*SOURCE TEXT:*

>>>

Globally respected as the No 1 team by a country mile, the All Blacks are likely to find on this tour of Europe that none of their opponents believe they can match the New Zealanders for power, pace, accuracy and rugby intelligence - but they might fancy slapping them round a bit.
Starting with Scotland tonight, all four opponents will suspect that the All Blacks have one weakness: they lack a genuine enforcer to patrol the fringes with a menacing edge to deter cheap shots and other random acts designed to unsettle.
Luke Romano and Brodie Retallick have done admirably well in replacing Brad Thorn in terms of providing similar efficiency in the core functions, but neither comes close to emulating his explosive psyche.
Thorn had a way about him, a presence and meaningful desire to seek revenge that potential transgressors could sense. At the merest hint of opposition nonsense, Thorn's giant mitts would be folded into dukes.
It took a proper hard man, a borderline psycho even, to find the nerve to play the All Blacks off the ball when Thorn was around.
Jerome Kaino was similarly drawn to enforcement duty - his natural instincts when he saw trouble were to act first, think later and protect his team-mates.

<<<

*QUESTIONS TO ANSWER:*
A. How would you put this sentence from the All Blacks article into Spanish: "It took a proper hard man, a borderline psycho even, to find the nerve to play the All Blacks off the ball when Thorn was around."
B. Reproduce everything in the All Blacks article from "Luke Romano and" down to "folded into dukes.".

*INFORMATION:*
>>>

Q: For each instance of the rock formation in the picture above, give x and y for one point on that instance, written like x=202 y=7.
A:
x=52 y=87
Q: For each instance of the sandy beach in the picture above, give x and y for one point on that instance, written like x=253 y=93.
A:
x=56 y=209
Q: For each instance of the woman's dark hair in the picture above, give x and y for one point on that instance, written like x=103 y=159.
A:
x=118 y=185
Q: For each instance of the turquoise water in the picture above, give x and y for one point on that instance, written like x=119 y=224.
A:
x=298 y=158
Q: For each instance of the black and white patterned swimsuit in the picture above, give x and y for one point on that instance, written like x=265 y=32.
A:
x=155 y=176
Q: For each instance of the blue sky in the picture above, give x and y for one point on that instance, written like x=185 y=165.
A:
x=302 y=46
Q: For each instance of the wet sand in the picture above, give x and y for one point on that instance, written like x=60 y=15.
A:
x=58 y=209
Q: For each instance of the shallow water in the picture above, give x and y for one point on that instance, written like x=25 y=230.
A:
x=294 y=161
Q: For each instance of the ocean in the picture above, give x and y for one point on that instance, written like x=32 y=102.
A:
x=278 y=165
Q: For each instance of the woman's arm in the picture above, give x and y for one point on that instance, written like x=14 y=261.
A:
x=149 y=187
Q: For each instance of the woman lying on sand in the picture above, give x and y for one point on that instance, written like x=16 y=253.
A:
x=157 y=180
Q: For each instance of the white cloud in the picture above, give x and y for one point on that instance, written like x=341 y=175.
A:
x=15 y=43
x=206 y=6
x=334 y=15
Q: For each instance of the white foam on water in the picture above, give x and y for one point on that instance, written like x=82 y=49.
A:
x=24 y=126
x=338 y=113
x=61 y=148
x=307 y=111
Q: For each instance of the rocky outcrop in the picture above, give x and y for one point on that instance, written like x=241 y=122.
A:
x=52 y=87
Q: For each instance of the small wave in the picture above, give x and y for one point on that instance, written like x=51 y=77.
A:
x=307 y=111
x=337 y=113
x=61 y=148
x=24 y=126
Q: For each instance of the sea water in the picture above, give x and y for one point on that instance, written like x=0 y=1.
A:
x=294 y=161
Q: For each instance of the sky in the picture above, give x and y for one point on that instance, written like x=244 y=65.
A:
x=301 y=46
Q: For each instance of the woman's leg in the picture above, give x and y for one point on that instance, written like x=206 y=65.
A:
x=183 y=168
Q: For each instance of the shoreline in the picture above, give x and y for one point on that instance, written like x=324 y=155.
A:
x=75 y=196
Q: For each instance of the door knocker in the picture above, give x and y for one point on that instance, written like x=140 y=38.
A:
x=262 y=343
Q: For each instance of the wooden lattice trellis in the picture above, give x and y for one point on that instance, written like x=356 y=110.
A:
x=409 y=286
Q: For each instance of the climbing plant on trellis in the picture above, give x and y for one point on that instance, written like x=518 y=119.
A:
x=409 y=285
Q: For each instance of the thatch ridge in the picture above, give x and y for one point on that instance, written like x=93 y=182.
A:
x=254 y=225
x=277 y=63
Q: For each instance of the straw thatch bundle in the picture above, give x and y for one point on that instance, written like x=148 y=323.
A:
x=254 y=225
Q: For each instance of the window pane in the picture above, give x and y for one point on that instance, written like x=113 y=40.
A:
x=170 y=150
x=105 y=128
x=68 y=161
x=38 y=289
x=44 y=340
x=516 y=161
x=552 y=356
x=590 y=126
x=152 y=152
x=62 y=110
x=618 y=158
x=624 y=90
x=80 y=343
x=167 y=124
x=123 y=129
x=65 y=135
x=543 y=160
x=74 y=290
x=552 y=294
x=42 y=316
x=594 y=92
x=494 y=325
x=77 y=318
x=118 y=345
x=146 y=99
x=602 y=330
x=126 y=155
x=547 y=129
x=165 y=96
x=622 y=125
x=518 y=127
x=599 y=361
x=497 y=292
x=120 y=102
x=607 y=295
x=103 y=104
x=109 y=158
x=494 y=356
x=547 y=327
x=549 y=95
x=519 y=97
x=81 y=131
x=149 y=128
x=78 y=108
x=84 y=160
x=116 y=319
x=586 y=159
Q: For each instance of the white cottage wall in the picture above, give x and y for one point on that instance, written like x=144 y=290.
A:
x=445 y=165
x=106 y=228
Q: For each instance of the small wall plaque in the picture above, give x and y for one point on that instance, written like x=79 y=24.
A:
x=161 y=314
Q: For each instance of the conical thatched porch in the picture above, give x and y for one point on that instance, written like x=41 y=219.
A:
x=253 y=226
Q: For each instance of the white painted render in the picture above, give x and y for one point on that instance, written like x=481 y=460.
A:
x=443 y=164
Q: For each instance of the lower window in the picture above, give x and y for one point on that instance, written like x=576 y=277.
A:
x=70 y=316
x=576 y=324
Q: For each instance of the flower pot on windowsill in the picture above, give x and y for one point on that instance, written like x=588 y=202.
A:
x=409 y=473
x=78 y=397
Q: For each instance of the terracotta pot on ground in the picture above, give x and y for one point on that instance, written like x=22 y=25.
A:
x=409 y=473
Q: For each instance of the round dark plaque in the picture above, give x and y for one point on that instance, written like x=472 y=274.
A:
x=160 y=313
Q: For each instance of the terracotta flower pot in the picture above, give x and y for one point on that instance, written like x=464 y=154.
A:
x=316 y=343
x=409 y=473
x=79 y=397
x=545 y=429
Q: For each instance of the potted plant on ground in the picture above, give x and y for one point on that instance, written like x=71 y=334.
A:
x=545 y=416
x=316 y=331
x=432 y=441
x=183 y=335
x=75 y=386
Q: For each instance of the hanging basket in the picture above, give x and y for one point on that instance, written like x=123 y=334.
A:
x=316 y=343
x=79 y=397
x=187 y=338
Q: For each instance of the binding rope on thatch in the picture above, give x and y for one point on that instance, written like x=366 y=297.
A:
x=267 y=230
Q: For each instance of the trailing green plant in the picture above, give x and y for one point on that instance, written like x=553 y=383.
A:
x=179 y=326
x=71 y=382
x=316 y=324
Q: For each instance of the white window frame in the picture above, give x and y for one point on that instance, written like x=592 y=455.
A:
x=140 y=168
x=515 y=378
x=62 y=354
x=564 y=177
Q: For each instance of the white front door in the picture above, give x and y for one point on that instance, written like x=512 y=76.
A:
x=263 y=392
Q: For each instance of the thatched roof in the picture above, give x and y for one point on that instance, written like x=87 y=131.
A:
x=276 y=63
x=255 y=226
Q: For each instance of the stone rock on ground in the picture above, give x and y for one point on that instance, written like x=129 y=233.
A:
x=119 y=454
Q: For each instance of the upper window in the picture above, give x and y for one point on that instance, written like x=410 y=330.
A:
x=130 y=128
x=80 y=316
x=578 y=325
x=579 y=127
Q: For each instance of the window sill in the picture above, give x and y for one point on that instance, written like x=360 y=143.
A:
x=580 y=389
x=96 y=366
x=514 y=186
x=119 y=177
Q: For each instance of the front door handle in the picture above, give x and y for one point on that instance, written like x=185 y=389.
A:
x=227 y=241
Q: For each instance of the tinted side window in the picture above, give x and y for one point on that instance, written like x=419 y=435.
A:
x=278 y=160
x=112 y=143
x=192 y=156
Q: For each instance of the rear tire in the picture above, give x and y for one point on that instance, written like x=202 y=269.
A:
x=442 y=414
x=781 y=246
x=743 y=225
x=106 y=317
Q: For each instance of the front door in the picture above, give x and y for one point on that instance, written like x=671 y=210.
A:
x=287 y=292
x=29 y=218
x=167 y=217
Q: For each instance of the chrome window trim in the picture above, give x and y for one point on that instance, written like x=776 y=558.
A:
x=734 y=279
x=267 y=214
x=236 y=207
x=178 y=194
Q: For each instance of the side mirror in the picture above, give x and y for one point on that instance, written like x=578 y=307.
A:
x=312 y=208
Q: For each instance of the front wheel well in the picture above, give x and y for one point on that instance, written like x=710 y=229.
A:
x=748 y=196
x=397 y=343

<<<

*SOLUTIONS TO THE EXERCISE:*
A. Hacía falta un auténtico tipo duro, incluso alguien al borde de la psicopatía, para atreverse a provocar a los All Blacks lejos del balón cuando Thorn andaba cerca.

B.
Luke Romano and Brodie Retallick have done admirably well in replacing Brad Thorn in terms of providing similar efficiency in the core functions, but neither comes close to emulating his explosive psyche.
Thorn had a way about him, a presence and meaningful desire to seek revenge that potential transgressors could sense. At the merest hint of opposition nonsense, Thorn's giant mitts would be folded into dukes.